───── Data section
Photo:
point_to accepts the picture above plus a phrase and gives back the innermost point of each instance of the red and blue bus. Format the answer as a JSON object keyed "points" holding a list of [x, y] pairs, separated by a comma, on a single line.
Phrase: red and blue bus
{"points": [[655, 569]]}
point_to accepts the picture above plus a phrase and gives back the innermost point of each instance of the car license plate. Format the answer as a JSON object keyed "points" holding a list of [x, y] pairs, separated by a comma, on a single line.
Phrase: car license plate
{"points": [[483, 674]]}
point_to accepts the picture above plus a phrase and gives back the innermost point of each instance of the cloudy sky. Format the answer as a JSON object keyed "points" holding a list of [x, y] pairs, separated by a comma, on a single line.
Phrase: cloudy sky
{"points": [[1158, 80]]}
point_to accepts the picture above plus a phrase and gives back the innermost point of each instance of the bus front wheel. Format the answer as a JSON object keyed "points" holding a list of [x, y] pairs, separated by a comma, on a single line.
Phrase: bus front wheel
──────────
In the lines running from the line with "the bus front" through the end of the items, swap "wheel" for "tire" and write those lines out again, otherwise unchanged.

point_to accepts the picture above plus a phrase and gives back the innermost point of each instance of the bus front tire. Format the answer as a JSON object keyed "points" holding a list of [x, y] pairs, separated by a comma, on a single line.
Phrase: bus front tire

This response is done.